> WHAT TO WORK ON
Look through the entries for the string "butterfly", and copy each line that holds it.
DATASET EXCERPTS below:
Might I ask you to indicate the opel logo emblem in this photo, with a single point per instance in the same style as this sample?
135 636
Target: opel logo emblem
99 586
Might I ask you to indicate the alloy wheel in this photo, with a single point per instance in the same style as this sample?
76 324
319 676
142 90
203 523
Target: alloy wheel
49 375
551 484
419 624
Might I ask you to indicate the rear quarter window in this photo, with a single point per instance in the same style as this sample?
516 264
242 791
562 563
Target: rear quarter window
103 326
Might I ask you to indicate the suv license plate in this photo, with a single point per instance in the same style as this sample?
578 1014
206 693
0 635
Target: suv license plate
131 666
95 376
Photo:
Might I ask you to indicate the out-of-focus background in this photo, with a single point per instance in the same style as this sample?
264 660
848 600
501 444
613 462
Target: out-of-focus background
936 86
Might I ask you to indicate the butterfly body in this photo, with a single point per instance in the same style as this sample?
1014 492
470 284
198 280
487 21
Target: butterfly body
End of DATASET EXCERPTS.
> RESULT
Might I ask you to indicate the butterfly body in this photo, with a single point per instance in the same style as this sample?
Target: butterfly body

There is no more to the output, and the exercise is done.